─── Page extract

There are real problems that need to be healed. We are really broken and have real wounds. This is truly a fallen world. But we don’t know how to fix those problems. We’re inept whether we like it or not. We actually tend to make matters worse, often much worse. We forget we are not God. We don’t know much about how things ought to be. And we really don’t know what we’re doing.

Who amongst us would have saved the world by dying on a cross? And not saved us in sensible fashion, making everything clear and easy and genuinely safe? But rather saved us by giving us the choice to become like God through accepting something that isn't at all clear or easy or safe (at least not our definition of safe which includes not scary), accepting the cross? Who amongst us wants the cross? Who believes it actually does save? Isn't that one of the hardest things to believe? . . .

. . . Those who are anti-abortion tend to write and speak about abortion mostly from the perspective of saving babies. That’s exactly as it should be. An unborn baby cannot be his own advocate, cannot help himself. Anytime we let our voices be used on an unborn baby’s behalf we do a good thing. And we must do our best to protect babies.

──────
─── Information supplied

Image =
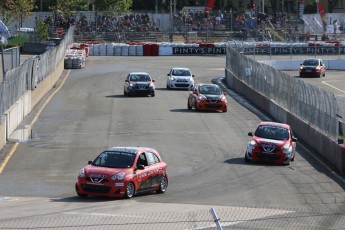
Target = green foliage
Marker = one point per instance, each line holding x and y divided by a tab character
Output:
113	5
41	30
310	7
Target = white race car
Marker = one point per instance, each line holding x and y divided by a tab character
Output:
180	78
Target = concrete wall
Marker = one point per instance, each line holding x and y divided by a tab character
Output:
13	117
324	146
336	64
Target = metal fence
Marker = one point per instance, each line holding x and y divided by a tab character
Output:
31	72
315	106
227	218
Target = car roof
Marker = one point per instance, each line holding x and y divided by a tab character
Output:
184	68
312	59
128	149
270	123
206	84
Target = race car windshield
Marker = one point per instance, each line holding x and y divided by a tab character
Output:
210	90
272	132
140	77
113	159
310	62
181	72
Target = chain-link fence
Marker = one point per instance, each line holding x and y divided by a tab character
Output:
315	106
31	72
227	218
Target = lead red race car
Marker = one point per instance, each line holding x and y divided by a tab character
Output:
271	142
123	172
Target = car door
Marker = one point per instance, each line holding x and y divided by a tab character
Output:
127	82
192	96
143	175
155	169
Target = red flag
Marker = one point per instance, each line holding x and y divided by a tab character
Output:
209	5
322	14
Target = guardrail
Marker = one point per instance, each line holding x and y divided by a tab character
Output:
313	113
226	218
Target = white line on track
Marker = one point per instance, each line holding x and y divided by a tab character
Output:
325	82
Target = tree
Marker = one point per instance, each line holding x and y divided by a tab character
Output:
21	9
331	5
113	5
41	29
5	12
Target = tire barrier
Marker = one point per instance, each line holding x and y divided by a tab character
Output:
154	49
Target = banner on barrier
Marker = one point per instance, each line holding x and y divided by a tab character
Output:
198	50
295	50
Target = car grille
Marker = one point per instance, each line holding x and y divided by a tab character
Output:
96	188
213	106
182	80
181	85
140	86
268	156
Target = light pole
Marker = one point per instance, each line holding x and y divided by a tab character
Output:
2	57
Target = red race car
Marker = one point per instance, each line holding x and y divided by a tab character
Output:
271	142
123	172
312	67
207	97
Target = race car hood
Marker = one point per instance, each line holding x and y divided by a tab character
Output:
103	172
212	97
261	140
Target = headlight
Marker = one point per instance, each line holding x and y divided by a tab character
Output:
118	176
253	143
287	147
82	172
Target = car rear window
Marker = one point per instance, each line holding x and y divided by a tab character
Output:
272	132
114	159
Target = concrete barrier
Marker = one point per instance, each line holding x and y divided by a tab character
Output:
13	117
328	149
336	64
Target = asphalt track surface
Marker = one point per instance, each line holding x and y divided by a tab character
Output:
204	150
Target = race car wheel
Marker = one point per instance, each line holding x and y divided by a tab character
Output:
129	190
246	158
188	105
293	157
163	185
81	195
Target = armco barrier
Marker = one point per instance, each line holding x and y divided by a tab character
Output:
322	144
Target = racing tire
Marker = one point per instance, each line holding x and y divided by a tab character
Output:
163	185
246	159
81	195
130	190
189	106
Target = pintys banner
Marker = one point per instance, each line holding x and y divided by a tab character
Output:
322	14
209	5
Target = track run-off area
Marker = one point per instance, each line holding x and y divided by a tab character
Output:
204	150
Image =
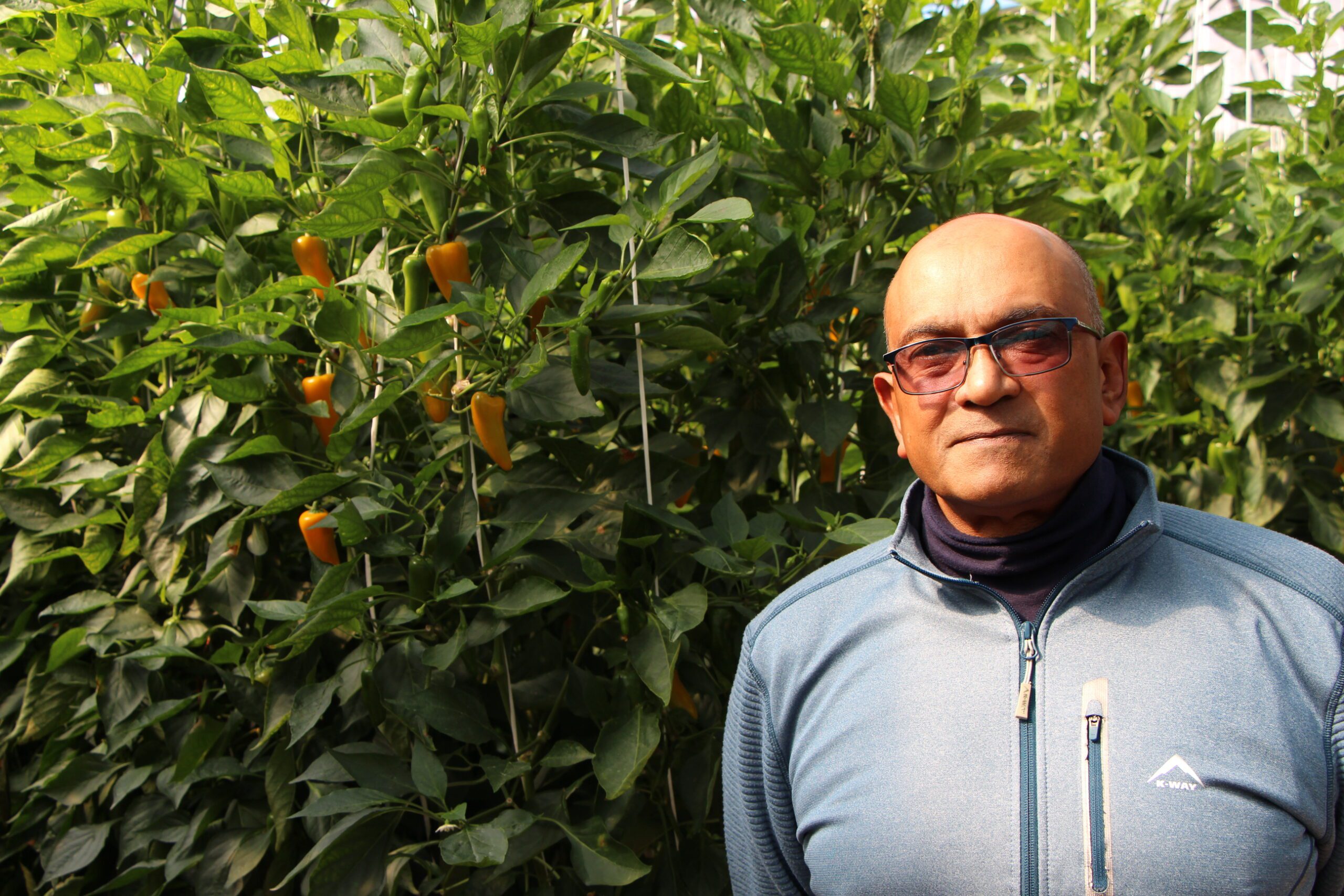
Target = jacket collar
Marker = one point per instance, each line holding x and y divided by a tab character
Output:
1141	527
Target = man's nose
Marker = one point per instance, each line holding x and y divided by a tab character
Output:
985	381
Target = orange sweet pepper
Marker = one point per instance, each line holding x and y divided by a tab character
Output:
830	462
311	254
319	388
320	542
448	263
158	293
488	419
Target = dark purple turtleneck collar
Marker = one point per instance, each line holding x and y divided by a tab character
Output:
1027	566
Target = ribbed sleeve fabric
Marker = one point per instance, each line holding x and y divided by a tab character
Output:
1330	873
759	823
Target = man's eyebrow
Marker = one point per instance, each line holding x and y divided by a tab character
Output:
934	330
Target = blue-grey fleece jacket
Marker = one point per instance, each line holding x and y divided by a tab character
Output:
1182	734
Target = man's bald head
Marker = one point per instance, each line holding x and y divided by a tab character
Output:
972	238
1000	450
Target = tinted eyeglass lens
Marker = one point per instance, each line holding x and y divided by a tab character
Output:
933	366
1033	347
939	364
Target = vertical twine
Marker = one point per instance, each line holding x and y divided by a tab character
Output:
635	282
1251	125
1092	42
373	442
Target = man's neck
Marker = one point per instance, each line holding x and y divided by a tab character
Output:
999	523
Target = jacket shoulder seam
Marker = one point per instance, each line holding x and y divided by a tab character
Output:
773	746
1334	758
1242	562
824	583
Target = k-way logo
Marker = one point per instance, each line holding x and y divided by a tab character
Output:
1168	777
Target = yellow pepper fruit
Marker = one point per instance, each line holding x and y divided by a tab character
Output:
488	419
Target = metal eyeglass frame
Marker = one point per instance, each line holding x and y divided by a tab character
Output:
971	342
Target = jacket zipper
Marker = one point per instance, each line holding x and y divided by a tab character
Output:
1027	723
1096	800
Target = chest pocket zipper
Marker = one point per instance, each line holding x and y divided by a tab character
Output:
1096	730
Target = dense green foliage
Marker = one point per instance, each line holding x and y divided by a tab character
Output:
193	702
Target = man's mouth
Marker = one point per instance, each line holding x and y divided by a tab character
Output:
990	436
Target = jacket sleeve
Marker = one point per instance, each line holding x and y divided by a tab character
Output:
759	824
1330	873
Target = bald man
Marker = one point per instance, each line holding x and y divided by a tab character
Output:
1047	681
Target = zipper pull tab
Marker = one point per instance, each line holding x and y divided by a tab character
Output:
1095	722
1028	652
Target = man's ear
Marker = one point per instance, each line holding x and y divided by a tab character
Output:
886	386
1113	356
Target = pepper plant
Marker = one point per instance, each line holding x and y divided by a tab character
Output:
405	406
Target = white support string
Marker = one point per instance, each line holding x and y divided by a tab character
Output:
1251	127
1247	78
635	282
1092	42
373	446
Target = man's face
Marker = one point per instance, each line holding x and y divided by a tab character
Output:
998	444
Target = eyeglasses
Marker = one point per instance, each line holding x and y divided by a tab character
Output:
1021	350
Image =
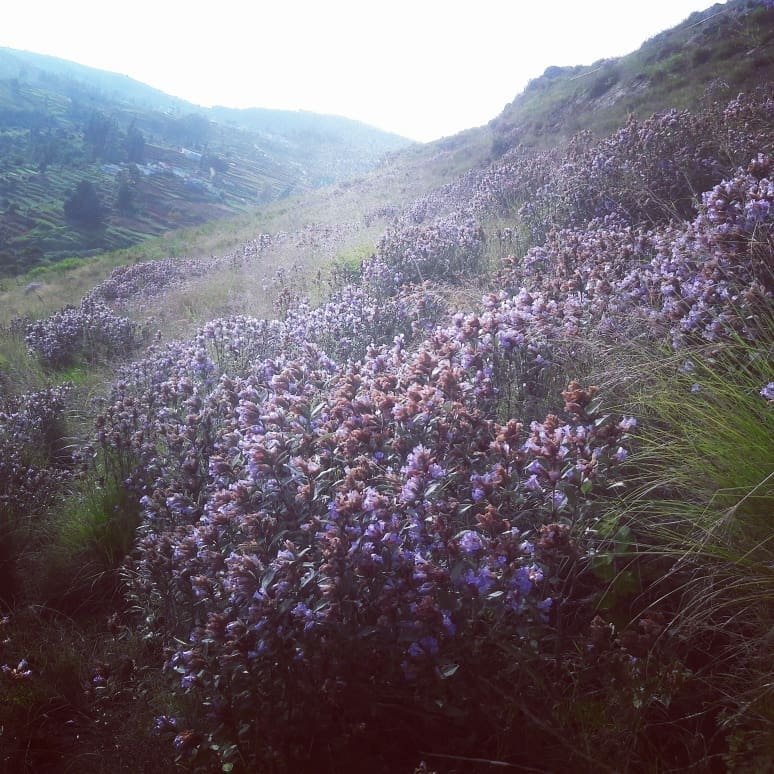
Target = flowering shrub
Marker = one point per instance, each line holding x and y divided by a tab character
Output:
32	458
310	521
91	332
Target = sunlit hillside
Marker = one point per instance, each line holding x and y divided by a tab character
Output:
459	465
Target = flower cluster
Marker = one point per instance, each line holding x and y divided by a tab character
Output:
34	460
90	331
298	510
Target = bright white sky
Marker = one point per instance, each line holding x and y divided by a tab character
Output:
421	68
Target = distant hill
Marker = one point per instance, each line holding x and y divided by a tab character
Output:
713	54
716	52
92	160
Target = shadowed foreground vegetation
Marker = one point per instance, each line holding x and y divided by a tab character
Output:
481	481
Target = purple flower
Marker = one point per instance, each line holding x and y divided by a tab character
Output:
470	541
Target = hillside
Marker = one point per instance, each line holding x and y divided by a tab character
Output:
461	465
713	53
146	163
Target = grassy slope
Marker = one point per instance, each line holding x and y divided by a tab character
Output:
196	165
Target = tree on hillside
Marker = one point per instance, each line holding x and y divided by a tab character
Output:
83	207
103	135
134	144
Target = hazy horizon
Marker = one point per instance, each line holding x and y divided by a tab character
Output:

──────

Aim of the exercise | From the page extract, pull out the text between "There are real" and "what we’re doing.", inclusive, copying it word for word. This material was taken from a separate source.

Complete output |
There are real problems that need to be healed. We are really broken and have real wounds. This is truly a fallen world. But we don’t know how to fix those problems. We’re inept whether we like it or not. We actually tend to make matters worse, often much worse. We forget we are not God. We don’t know much about how things ought to be. And we really don’t know what we’re doing.